- _REQUEST 1_: Decide whether each statement below agrees with the text on the National Security Strategy, answering yes or no and quoting the deciding words of that text: (a) The Goldwater–Nichols Act sets out the legal foundation for the document. (b) The report was meant to be a neutral planning document. (c) The document is deliberately detailed and specific in content.
- _REQUEST 2_: According to the text on the National Security Strategy, what must the report be produced along with?

- _TEXT SHOWN_:
— start —

The National Security Strategy (NSS) is a document prepared periodically by the executive branch of the United States that lists the national security concerns and how the administration plans to deal with them. The legal foundation for the document is spelled out in the Goldwater–Nichols Act. The document is purposely general in content, and its implementation relies on elaborating guidance provided in supporting documents such as the National Military Strategy.

Purposes of the NSS report

The stated intent of the Goldwater–Nichols legislation is broadly accepted as valid for effective political discourse on issues affecting the nation's security—the Congress and the Executive need a common understanding of the strategic environment and the administration's intent as a starting point for future dialogue. That said, however, it is understood that in the adversarial environment that prevails, this report can only provide a beginning point for the dialogue necessary to reach such a "common" understanding.

The requirement of producing this report along with the budget request leads to an iterative, interagency process involving high level meetings that helps to resolve internal differences in foreign policy agendas. However, "this report was not to be a neutral planning document, as many academics and even some in uniform think it to be. Rather it was ... intended to serve five primary purposes."

 Communicate the Executive's strategic vision to Congress, and thus legitimize its requests for resources.

— end —

(Stored entries)
— start —

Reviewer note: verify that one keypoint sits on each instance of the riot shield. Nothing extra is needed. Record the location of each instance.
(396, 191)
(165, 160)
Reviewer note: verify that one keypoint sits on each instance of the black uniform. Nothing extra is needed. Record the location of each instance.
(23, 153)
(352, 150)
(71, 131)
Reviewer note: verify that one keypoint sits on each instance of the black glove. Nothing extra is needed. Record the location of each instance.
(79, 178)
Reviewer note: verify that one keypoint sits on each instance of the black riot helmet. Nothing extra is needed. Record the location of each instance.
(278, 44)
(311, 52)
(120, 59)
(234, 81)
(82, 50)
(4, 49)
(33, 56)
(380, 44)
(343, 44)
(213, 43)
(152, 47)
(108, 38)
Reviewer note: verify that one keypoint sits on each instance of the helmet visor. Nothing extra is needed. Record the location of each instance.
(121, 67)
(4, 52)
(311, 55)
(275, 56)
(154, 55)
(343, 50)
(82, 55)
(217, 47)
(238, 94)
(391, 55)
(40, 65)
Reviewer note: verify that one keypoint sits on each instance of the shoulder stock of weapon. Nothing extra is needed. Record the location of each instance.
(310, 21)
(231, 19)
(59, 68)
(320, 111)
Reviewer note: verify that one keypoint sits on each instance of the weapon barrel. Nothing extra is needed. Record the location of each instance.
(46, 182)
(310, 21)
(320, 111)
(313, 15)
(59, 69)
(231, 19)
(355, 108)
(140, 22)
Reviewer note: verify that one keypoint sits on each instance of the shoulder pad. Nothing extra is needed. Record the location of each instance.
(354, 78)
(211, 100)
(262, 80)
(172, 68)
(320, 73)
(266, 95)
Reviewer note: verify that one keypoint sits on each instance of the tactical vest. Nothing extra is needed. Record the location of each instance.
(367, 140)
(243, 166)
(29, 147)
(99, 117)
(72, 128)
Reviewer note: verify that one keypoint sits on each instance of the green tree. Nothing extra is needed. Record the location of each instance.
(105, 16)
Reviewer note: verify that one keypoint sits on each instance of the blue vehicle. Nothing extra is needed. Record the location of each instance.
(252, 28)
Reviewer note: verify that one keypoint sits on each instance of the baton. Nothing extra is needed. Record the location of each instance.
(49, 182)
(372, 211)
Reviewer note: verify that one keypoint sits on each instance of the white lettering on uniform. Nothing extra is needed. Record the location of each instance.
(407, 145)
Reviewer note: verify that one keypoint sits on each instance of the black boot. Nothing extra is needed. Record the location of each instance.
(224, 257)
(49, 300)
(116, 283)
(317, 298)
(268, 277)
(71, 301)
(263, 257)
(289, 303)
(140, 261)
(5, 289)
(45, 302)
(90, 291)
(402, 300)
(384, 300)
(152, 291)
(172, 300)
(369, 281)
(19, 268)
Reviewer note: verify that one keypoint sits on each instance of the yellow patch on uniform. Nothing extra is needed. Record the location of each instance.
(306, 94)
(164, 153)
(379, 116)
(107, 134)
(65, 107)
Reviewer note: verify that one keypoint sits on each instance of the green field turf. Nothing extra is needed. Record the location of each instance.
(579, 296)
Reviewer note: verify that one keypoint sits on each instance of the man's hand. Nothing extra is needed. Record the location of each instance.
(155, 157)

— end —

- _CORRECT RESULT 1_:
(a) Yes: "The legal foundation for the document is spelled out in the Goldwater–Nichols Act."
(b) No: "this report was not to be a neutral planning document"
(c) No: "The document is purposely general in content"

- _CORRECT RESULT 2_: The budget request.